Posted By SteveC on 01/15/2009 5:23 AM
"What I meant was, where in the site can someone easily find that information?"

The answer is, there isn't.

"Is it at the top of the forum lists in big bold type so you cannot miss it?"

Obviously not, since you've had to ask the question, and I doubt that there ever will be.

Since the functionality of which you speak, is not unique to this or any other web site. It is unique to the respective hardware and/or software utilized by any given individual accessing any given website.

This of course can encompass the whole range of the various main-frame computer hardware and software and the various terminal types connected to them. To the various brands and models within the brands of personal computers and the types and versions of software being used on them. Then there's the various keyboard layouts used for the many different languages found around the world, not to mention more than one hardware keyboard layout (e.g. 'QWERTY' & 'Dvorak' to mention but two.).

====

▶ **Written instruction**: Which two hardware keyboard layouts does the forum post give as examples?

▶ **Information shown**:
====

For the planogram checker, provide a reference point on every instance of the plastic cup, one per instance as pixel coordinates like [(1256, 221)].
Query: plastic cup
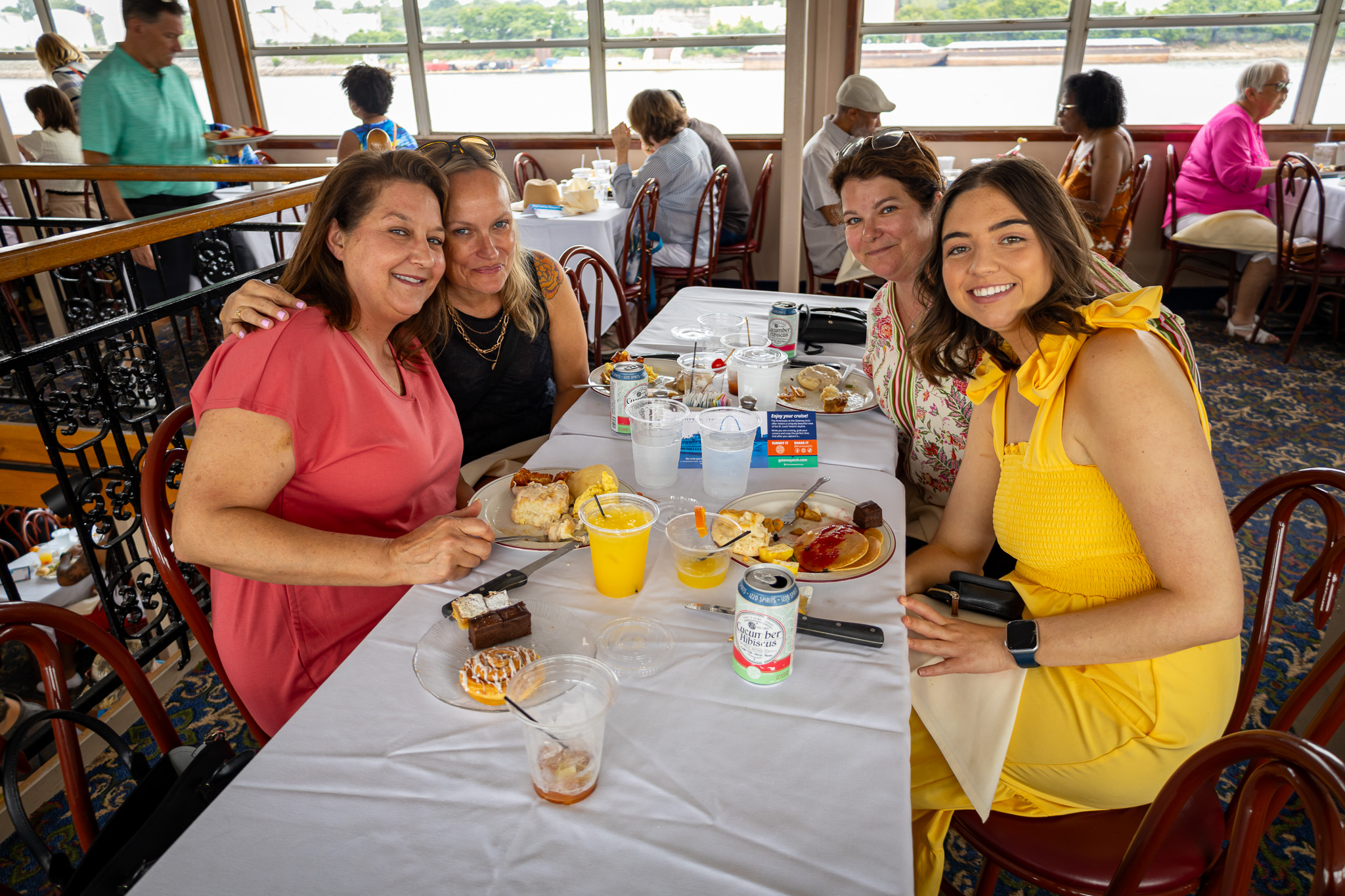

====

▶ **Solution**: QWERTY and Dvorak.